# EXERCISE OBJECTIVE
Reproduce every row below with the request lines unchanged, and decrease each point coordinate by 89.

* Start RECORDS SUPPLIED *

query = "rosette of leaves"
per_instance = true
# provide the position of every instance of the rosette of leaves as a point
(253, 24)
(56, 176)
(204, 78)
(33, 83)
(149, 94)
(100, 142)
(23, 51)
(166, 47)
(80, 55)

* End RECORDS SUPPLIED *

# ANSWER TO THE EXERCISE
query = "rosette of leaves"
per_instance = true
# provide the position of every instance of the rosette of leaves as a point
(164, -65)
(-33, 87)
(115, -11)
(-56, -6)
(60, 5)
(11, 53)
(-66, -38)
(77, -42)
(-9, -34)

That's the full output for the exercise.